— start —
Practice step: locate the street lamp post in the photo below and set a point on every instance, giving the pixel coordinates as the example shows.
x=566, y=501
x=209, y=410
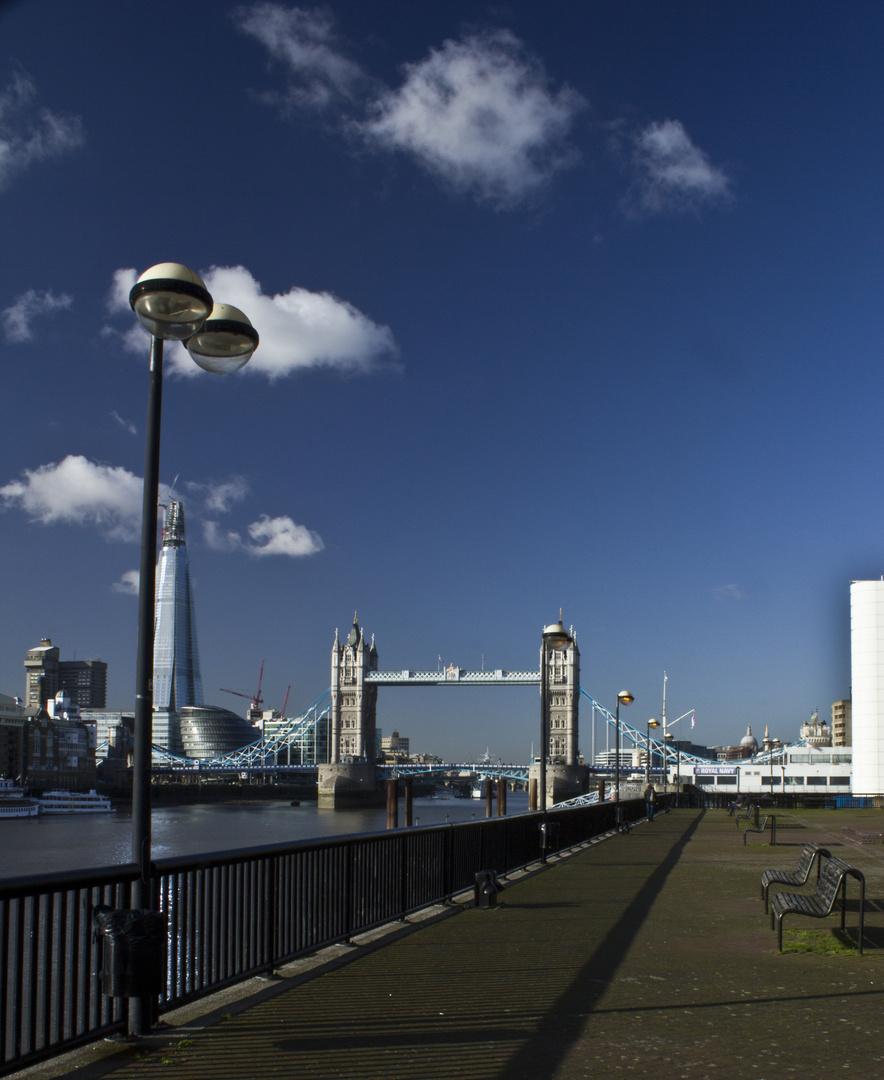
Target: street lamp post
x=627, y=699
x=651, y=724
x=173, y=305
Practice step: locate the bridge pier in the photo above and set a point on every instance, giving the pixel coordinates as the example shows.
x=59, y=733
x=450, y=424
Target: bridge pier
x=562, y=782
x=349, y=786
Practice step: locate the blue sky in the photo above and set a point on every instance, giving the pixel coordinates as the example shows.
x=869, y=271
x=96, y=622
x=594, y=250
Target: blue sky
x=560, y=305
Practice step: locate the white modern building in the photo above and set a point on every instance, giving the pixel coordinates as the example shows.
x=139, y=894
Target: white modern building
x=867, y=677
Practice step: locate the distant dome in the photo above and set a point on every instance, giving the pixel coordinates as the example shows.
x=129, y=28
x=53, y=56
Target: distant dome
x=816, y=732
x=749, y=741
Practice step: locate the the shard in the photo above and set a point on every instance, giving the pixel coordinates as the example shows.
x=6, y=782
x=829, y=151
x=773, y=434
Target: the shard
x=182, y=723
x=177, y=682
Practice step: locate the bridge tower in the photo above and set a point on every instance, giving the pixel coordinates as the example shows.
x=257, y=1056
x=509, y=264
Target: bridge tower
x=566, y=778
x=562, y=680
x=354, y=705
x=350, y=777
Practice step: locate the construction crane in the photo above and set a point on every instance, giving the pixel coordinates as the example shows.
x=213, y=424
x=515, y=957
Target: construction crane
x=256, y=699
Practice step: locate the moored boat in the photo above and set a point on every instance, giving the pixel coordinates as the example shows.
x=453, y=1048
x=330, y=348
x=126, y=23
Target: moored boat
x=75, y=802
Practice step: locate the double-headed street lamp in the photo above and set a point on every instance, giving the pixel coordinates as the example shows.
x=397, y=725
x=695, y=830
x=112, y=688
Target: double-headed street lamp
x=172, y=304
x=651, y=724
x=623, y=698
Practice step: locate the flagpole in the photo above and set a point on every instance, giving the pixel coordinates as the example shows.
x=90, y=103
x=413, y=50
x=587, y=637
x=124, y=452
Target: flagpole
x=665, y=765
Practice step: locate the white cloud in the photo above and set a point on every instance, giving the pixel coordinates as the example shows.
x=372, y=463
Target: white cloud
x=480, y=115
x=298, y=329
x=79, y=491
x=729, y=593
x=127, y=583
x=17, y=319
x=118, y=298
x=281, y=536
x=29, y=133
x=674, y=173
x=303, y=39
x=270, y=536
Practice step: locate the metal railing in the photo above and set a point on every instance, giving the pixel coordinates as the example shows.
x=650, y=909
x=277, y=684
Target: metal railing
x=235, y=914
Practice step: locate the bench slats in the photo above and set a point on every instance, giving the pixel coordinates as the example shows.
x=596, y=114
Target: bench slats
x=811, y=853
x=832, y=885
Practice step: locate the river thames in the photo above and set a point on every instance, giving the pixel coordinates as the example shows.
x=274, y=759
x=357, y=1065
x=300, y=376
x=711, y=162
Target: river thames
x=82, y=841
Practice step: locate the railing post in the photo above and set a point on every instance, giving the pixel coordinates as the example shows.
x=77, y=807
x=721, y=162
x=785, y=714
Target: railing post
x=392, y=804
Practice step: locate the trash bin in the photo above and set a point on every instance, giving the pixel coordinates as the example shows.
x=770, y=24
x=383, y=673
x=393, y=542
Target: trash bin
x=487, y=889
x=133, y=952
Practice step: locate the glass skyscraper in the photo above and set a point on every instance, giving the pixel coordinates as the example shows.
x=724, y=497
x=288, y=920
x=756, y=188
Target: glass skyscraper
x=176, y=656
x=182, y=723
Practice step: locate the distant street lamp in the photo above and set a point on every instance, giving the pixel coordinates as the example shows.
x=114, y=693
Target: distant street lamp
x=627, y=699
x=555, y=637
x=173, y=305
x=651, y=724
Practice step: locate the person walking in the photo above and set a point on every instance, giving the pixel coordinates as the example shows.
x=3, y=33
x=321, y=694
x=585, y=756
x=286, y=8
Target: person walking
x=650, y=800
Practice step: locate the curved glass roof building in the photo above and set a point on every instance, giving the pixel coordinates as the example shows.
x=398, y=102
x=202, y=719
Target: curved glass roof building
x=208, y=731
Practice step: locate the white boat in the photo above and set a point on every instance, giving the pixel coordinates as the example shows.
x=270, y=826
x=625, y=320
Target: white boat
x=75, y=802
x=14, y=801
x=18, y=808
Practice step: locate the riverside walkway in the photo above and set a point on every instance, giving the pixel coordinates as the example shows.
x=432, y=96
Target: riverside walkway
x=646, y=954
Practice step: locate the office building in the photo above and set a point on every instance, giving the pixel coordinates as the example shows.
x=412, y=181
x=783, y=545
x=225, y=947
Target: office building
x=842, y=729
x=85, y=682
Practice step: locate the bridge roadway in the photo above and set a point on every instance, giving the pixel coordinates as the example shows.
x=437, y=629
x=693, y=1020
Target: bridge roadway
x=642, y=955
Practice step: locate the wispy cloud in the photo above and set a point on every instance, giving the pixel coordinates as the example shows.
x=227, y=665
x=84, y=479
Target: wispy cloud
x=79, y=491
x=479, y=112
x=729, y=593
x=130, y=427
x=18, y=318
x=218, y=497
x=298, y=328
x=269, y=536
x=674, y=174
x=30, y=132
x=304, y=40
x=127, y=583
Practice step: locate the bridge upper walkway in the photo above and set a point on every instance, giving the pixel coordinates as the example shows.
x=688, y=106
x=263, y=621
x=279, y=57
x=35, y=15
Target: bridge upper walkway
x=647, y=954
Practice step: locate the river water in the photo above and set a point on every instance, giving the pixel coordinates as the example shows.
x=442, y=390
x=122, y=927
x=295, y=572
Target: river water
x=82, y=841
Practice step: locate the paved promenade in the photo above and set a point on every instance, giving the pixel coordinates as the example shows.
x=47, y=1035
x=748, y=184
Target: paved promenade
x=642, y=955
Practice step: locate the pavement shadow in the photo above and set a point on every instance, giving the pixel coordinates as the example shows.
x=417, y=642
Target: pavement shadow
x=562, y=1023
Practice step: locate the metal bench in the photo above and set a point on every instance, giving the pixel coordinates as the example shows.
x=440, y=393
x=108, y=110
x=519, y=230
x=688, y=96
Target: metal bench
x=750, y=817
x=831, y=885
x=810, y=853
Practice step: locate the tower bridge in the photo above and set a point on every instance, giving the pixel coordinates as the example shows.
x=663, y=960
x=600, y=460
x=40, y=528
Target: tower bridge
x=335, y=738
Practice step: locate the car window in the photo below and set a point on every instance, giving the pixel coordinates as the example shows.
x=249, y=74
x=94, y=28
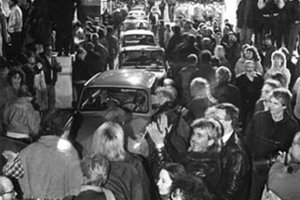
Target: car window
x=143, y=59
x=132, y=40
x=100, y=99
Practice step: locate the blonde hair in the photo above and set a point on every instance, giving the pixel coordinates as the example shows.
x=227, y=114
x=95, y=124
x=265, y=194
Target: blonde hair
x=108, y=140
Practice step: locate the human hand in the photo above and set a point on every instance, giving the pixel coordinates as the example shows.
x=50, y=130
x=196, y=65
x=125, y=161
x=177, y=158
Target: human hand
x=9, y=155
x=162, y=123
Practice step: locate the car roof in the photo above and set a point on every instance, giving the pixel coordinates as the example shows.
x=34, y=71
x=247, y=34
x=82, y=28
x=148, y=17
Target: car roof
x=123, y=77
x=138, y=32
x=142, y=47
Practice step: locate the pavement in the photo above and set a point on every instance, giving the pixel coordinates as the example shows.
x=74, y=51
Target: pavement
x=63, y=87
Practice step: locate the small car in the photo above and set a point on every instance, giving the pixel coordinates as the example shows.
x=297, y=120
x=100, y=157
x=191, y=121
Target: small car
— end —
_WHAT YOU ARE ASKED TO DO_.
Reproduce all of the lines above word for word, and omit the pictures from your copy.

_RESULT BELOW_.
Practice step: locate the street lamp post in the photo below and set a point on every instance, giving the pixel coordinates as the example shows.
x=566, y=501
x=209, y=410
Target: street lamp post
x=627, y=699
x=651, y=724
x=173, y=305
Practice step: locate the bridge pier in the photo above and set a point on every instance, giving the pixel coordinates as the example shows.
x=59, y=733
x=450, y=424
Target: bridge pier
x=562, y=782
x=349, y=786
Practice step: locate the blue sky in the photo above and set a point on every instance, giving the pixel coordinates as the example shows.
x=869, y=271
x=96, y=622
x=594, y=250
Target: blue sky
x=560, y=305
Practice step: locate the white modern building in the photo above and set a point on every instance, giving the pixel coordinates as the example shows.
x=139, y=894
Target: white modern building
x=867, y=677
Practice step: locate the distant dome in the photo above and set a point on every instance, giving the pixel coordinates as the example shows.
x=129, y=28
x=53, y=56
Target: distant dome
x=816, y=732
x=749, y=741
Practice step: locate the the shard in the photo above and set a point on every instance, giving the pixel coordinates as the example shows.
x=6, y=782
x=829, y=151
x=773, y=434
Target: the shard
x=182, y=723
x=177, y=682
Practice step: locate the bridge tower in the photo above and set a point on every instance, giving the pixel coordinates as the example shows.
x=257, y=1056
x=509, y=264
Target: bridge tower
x=566, y=778
x=562, y=680
x=354, y=705
x=350, y=777
Practice step: locate the construction crane in the photo above and set a point on every instance, giving the pixel coordinates as the example shows.
x=213, y=424
x=515, y=957
Target: construction crane
x=256, y=699
Practice step: locate the moored boat in the photo above and set a point on every instance, giving the pixel coordinates as the example shows.
x=453, y=1048
x=330, y=348
x=126, y=23
Target: moored boat
x=75, y=802
Practice step: locate the double-headed street lamp in the photo above and set a point on every instance, giving the pixel coordinates as the example shows.
x=397, y=725
x=695, y=830
x=112, y=688
Target: double-headed street lamp
x=172, y=304
x=651, y=724
x=623, y=698
Practice step: locate the flagpole in the photo above and set a point on every instance, giving the pixel coordinates as the example shows.
x=90, y=103
x=413, y=50
x=587, y=637
x=124, y=452
Target: flagpole
x=665, y=765
Practice step: locate the white cloud in the photo above and set a point on every instance, giving the pixel coordinates as the example shows.
x=372, y=463
Target: white cloud
x=480, y=115
x=298, y=329
x=79, y=491
x=729, y=593
x=127, y=583
x=17, y=319
x=118, y=298
x=281, y=536
x=29, y=133
x=674, y=173
x=303, y=39
x=270, y=536
Practice step: locate the metal railing in the photo above and set a point on every instance, giving the pixel coordinates as the example shows.
x=650, y=909
x=277, y=684
Target: metal railing
x=235, y=914
Practice step: locate the bench slats in the photo above and set a point on every instance, giving the pixel coordinates as the example shows.
x=596, y=114
Target: bench slats
x=811, y=853
x=832, y=885
Practice step: locate the river thames in the photo above and set a point on every instance, giving the pixel coordinates as the example shows.
x=274, y=759
x=357, y=1065
x=300, y=376
x=711, y=162
Target: river thames
x=82, y=841
Practice step: locate the railing post in the photo above and set a point on every instance, giving the pixel coordinates as the example shows.
x=77, y=807
x=721, y=162
x=785, y=714
Target: railing post
x=392, y=804
Practice step: locate the trash bin in the photo above and set a point on every instance, giving the pixel coordinates as the example shows.
x=770, y=24
x=383, y=673
x=393, y=542
Target: trash bin
x=487, y=889
x=133, y=952
Practice step: locate the glass skyscraper in the photo above and set a point on every instance, giving the pixel coordinates as the example shows.
x=724, y=497
x=288, y=920
x=756, y=188
Target: glass skyscraper
x=176, y=656
x=182, y=723
Practice step: locate the distant street lamp in the photo above and set a point on every instance, giving the pixel coordinates as the example shows.
x=114, y=693
Target: distant street lamp
x=627, y=699
x=555, y=637
x=173, y=305
x=651, y=724
Practice step: locate the person walking in the photo above and set a point on every instance, giving the pixel coordinates as the example shows.
x=3, y=33
x=321, y=694
x=585, y=756
x=286, y=8
Target: person walking
x=650, y=800
Practice step: locate the curved glass roof building in the photo above and set a point on every instance, giving the pixel coordinates as the example shows.
x=398, y=102
x=202, y=719
Target: curved glass roof building
x=208, y=731
Practice step: locate the white boat in the photo above and set a point on every instance, giving the pixel coordinates as the example shows.
x=270, y=826
x=625, y=320
Target: white boat
x=75, y=802
x=14, y=801
x=18, y=808
Practice step: locate the riverside walkway in the photo above and set a point on every instance, giving the pixel coordinates as the example shows.
x=432, y=96
Target: riverside walkway
x=646, y=954
Practice step: locate the office building in the photo above and set a point on every instance, giving the pixel coordinates as the example shows.
x=412, y=181
x=783, y=545
x=225, y=947
Target: office building
x=842, y=729
x=85, y=682
Practice step: locate the bridge roadway in the photo above and set a point on every instance, giving the pixel coordinates as the example shows.
x=437, y=629
x=693, y=1020
Target: bridge roadway
x=642, y=955
Practice step: locate the wispy cloud in the photo above and set a point on every instance, giving the pixel coordinates as the example shows.
x=227, y=665
x=84, y=479
Target: wispy cloud
x=79, y=491
x=479, y=112
x=729, y=593
x=130, y=427
x=18, y=318
x=218, y=497
x=298, y=328
x=269, y=536
x=674, y=174
x=30, y=132
x=304, y=40
x=127, y=583
Practice step: locate the bridge upper walkway in the photo above and set a point on every instance, giving the pixel coordinates as the example shows.
x=688, y=106
x=263, y=621
x=279, y=57
x=35, y=15
Target: bridge upper walkway
x=647, y=954
Practice step: locate the river water in the photo above and set a point on every instance, giving the pixel coordinates as the example shows.
x=442, y=390
x=122, y=927
x=295, y=572
Target: river water
x=82, y=841
Practice step: locate the paved promenade in the photo above and set a point on every instance, giving the pixel coordinates as the example shows.
x=47, y=1035
x=748, y=184
Target: paved promenade
x=642, y=955
Practice step: locate the pavement shadow in the photo above and set a point on every instance, giving the pixel coordinates as the example shows.
x=417, y=642
Target: pavement shadow
x=562, y=1023
Practice step: locate the metal bench in the photo above and set a point on every instance, giving the pixel coordinates as the example shows.
x=440, y=393
x=108, y=110
x=519, y=230
x=688, y=96
Target: metal bench
x=750, y=817
x=831, y=885
x=810, y=853
Practice step: locate the tower bridge in the photo above and set a point on every instance, giving the pixel coordinates as the example shows.
x=663, y=960
x=600, y=460
x=40, y=528
Target: tower bridge
x=335, y=738
Practice step: locate the car window in the photo below and set a point on every instance, giving the pixel coordinates as the example shows.
x=249, y=74
x=94, y=28
Target: car window
x=143, y=59
x=132, y=40
x=100, y=99
Practice step: locate the blonde hair in the photo above and set a point on every instance, giving the pixel coordinates as the example shows.
x=227, y=114
x=95, y=124
x=265, y=194
Target: blonde hair
x=108, y=140
Practice step: locate the human hand in the photo above and set a point on every instance, giving the pixel coordinates as the example shows.
x=50, y=130
x=196, y=65
x=125, y=161
x=177, y=158
Target: human hand
x=9, y=155
x=162, y=123
Practice step: locate the car roof in the photo above and set a point on every instance, giving the pixel coordinates as the example shows.
x=34, y=71
x=247, y=34
x=82, y=28
x=148, y=17
Target: car roof
x=123, y=77
x=138, y=32
x=142, y=47
Practice step: locate the pavement in the photo above and set a point on every instance, giving the pixel coordinates as the example shows.
x=74, y=51
Target: pavement
x=63, y=87
Practice step: locate the small car in the photo above and set a point on every instance, giving the pixel coordinates as the example shows.
x=297, y=120
x=100, y=157
x=191, y=121
Target: small car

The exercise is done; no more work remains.